(EXERCISE DIRECTIONS):
Copy out the entries from their first line through the line containing "positive clicks: (257, 332)", including both of those lines.

(RECORDED DATA):

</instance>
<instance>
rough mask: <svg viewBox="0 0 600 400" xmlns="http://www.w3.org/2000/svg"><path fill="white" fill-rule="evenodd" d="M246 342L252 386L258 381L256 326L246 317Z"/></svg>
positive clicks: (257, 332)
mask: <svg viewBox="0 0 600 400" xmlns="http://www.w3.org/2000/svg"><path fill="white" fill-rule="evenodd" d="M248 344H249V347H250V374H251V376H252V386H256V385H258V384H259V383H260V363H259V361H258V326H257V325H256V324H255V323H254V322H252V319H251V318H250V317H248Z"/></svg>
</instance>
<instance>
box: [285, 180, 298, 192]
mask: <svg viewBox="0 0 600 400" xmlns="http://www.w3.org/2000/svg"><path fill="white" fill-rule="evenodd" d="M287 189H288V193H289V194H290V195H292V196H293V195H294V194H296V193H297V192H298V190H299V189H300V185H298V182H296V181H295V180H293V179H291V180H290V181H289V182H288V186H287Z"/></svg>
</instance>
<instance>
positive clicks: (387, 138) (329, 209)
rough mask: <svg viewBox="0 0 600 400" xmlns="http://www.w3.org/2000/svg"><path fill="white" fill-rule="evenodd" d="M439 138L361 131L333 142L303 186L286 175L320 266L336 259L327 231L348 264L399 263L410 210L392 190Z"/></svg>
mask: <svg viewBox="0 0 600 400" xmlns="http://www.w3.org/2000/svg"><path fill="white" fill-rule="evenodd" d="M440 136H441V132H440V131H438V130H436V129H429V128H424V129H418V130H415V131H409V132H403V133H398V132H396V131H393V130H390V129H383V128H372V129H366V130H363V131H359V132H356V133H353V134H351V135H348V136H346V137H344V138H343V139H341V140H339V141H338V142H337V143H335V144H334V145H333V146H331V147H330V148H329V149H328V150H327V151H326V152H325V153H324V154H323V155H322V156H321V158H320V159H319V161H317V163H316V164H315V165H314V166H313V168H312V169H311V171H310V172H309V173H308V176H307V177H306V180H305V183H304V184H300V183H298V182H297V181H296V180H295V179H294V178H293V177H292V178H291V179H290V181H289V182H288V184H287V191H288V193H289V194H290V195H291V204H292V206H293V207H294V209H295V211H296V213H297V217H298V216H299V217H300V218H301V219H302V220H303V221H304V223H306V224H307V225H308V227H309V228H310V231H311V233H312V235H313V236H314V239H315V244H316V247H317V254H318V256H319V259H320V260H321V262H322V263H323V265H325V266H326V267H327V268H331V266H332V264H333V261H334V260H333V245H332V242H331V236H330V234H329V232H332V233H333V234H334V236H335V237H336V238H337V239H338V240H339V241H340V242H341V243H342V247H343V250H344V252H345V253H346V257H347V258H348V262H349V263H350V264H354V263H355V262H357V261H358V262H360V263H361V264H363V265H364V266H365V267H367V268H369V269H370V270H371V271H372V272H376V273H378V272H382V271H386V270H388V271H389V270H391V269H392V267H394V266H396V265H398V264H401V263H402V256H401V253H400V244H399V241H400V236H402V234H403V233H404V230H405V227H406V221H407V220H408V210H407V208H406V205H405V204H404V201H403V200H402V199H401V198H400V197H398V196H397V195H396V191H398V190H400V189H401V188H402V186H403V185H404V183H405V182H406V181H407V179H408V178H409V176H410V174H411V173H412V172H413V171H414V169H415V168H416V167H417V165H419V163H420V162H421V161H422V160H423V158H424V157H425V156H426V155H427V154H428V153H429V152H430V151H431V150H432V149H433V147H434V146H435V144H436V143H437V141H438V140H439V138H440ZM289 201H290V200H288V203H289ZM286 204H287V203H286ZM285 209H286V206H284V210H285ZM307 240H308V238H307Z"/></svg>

(TASK RESPONSE):
</instance>
<instance>
rough mask: <svg viewBox="0 0 600 400" xmlns="http://www.w3.org/2000/svg"><path fill="white" fill-rule="evenodd" d="M246 342L252 386L258 381L256 326L246 317Z"/></svg>
positive clicks: (257, 332)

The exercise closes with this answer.